• EXCERPTED RECORDS:
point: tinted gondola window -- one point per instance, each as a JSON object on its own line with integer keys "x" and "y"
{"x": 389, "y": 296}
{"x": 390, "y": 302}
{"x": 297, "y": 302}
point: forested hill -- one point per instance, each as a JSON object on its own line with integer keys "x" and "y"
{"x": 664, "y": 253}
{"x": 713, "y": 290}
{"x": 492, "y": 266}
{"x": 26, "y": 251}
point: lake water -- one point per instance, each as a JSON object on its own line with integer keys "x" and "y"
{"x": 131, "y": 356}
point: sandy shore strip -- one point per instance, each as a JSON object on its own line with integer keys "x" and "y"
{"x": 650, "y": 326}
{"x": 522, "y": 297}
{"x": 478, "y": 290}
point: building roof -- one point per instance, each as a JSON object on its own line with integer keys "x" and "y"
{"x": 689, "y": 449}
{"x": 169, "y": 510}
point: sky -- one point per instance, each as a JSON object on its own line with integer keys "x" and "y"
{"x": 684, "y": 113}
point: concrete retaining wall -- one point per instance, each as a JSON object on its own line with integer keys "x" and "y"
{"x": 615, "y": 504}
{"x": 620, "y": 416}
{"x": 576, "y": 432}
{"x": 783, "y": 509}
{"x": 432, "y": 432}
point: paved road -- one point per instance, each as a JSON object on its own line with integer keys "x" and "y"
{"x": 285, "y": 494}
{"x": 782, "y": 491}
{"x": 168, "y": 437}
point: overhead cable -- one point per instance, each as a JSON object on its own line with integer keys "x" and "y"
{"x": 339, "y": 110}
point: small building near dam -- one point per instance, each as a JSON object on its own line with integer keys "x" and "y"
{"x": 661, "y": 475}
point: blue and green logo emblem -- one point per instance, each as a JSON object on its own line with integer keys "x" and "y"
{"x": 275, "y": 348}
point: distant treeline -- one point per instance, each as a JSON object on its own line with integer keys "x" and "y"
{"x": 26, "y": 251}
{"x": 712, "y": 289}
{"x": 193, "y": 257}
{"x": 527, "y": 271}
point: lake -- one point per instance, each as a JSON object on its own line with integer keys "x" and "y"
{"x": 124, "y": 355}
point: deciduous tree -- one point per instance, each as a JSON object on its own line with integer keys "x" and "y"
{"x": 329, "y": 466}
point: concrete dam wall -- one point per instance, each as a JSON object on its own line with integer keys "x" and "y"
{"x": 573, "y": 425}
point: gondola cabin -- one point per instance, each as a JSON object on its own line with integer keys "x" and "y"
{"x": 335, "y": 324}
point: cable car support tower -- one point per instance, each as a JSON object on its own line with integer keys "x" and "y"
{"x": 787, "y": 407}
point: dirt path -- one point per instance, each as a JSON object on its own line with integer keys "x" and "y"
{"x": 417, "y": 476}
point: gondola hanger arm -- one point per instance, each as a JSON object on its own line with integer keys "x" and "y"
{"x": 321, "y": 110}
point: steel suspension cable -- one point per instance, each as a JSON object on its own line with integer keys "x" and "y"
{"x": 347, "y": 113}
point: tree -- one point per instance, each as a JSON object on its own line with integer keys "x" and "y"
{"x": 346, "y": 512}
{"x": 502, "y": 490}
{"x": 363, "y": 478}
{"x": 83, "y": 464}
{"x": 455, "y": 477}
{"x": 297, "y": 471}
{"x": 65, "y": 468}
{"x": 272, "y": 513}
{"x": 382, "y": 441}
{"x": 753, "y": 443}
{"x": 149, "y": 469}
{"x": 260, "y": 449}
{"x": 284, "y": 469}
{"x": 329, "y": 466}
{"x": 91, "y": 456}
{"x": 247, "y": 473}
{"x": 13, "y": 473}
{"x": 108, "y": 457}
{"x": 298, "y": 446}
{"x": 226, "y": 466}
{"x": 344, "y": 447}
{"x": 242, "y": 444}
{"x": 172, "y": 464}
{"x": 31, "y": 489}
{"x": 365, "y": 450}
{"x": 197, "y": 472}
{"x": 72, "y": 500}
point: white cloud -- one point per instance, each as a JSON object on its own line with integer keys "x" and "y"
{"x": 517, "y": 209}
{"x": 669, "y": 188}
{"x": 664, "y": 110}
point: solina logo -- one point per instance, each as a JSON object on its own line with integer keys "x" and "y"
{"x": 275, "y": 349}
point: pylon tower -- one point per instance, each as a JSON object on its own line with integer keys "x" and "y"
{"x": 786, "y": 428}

• REQUEST: Using the listing above, retype each line exactly.

• ANSWER TO THE TASK:
point: tinted gondola window -- one point per instance, each as a JSON object on its own line with integer keys "x" and "y"
{"x": 389, "y": 296}
{"x": 390, "y": 302}
{"x": 297, "y": 302}
point: forested hill -- one point per instance, each as a JSON object on its own line with integer keys "x" and "y"
{"x": 664, "y": 253}
{"x": 713, "y": 290}
{"x": 492, "y": 266}
{"x": 26, "y": 251}
point: lake water -- one point per instance, each as a JSON object on its own line with integer keys "x" and "y"
{"x": 131, "y": 356}
point: sandy shore strip -- one point per instance, each as a JSON object on its own line with integer keys "x" and "y"
{"x": 650, "y": 326}
{"x": 522, "y": 297}
{"x": 478, "y": 290}
point: building roof -- one point per instance, each as a JSON object on its own line with integer keys "x" and "y"
{"x": 689, "y": 449}
{"x": 169, "y": 510}
point: sky -- one point per instance, each as a JSON object on its own line with integer keys "x" and "y"
{"x": 684, "y": 113}
point: concrete retaining wall -- one point per instance, each as a JSON object on its own line with integer keys "x" and "y"
{"x": 615, "y": 504}
{"x": 620, "y": 416}
{"x": 576, "y": 432}
{"x": 783, "y": 509}
{"x": 432, "y": 432}
point: paved road -- one point per instance, each as a JSON object on its own line with integer keys "x" and "y"
{"x": 285, "y": 494}
{"x": 782, "y": 491}
{"x": 168, "y": 437}
point: overhead cable -- one point per instance, each as a JSON object on its own line with integer keys "x" and "y"
{"x": 339, "y": 110}
point: small building near dam -- one point per instance, each as a JSON object on its own line with integer keys "x" and "y"
{"x": 661, "y": 475}
point: blue and green logo emblem -- one point per instance, each as a JSON object on its own line with integer keys "x" and "y"
{"x": 275, "y": 348}
point: distant treeline -- one point per instance, each as a JSON object on its own line with integer keys "x" and "y"
{"x": 26, "y": 251}
{"x": 712, "y": 289}
{"x": 193, "y": 257}
{"x": 527, "y": 271}
point: lake -- one point per instance, each as a JSON object on its own line with integer keys "x" and "y"
{"x": 124, "y": 355}
point: deciduous tree -- one point per instance, each as a JSON object on its own line with integer keys "x" and "y"
{"x": 329, "y": 466}
point: concrete dam wall -- one point per instance, each as a JSON object on its own line with integer keys "x" and "y"
{"x": 573, "y": 425}
point: gondola cabin -- one point per instance, each as a JSON object on its own line with integer keys "x" and "y"
{"x": 335, "y": 324}
point: cable car support tower -- one point per instance, each as a JSON object on its own line with integer keys "x" and "y"
{"x": 787, "y": 407}
point: dirt path -- one point per instance, each as a JSON object on its own line with integer keys "x" and "y"
{"x": 417, "y": 476}
point: gondola hanger arm -- one point per instance, each as a JSON object on its own line with integer keys "x" and "y"
{"x": 321, "y": 110}
point: steel suspension cable -- one point per instance, each as a JSON object on its own line with integer keys "x" and "y"
{"x": 347, "y": 113}
point: tree -- one point per instance, each as a JSON object on its own line with integer keys "x" and "y"
{"x": 346, "y": 512}
{"x": 502, "y": 490}
{"x": 363, "y": 478}
{"x": 83, "y": 464}
{"x": 455, "y": 477}
{"x": 297, "y": 471}
{"x": 65, "y": 468}
{"x": 272, "y": 513}
{"x": 382, "y": 441}
{"x": 753, "y": 443}
{"x": 149, "y": 469}
{"x": 260, "y": 449}
{"x": 284, "y": 469}
{"x": 329, "y": 466}
{"x": 91, "y": 456}
{"x": 247, "y": 473}
{"x": 13, "y": 473}
{"x": 108, "y": 457}
{"x": 298, "y": 446}
{"x": 226, "y": 466}
{"x": 344, "y": 447}
{"x": 242, "y": 444}
{"x": 172, "y": 464}
{"x": 31, "y": 489}
{"x": 365, "y": 450}
{"x": 197, "y": 472}
{"x": 72, "y": 500}
point: white cloud -- one point per instance, each as a JSON object on its own line with integer keys "x" and "y"
{"x": 517, "y": 209}
{"x": 669, "y": 188}
{"x": 664, "y": 110}
point: solina logo -- one point per instance, each as a JSON object on its own line with integer keys "x" and "y"
{"x": 275, "y": 349}
point: pylon tower -- one point per instance, each as a JSON object on its own line with integer keys "x" and "y"
{"x": 786, "y": 428}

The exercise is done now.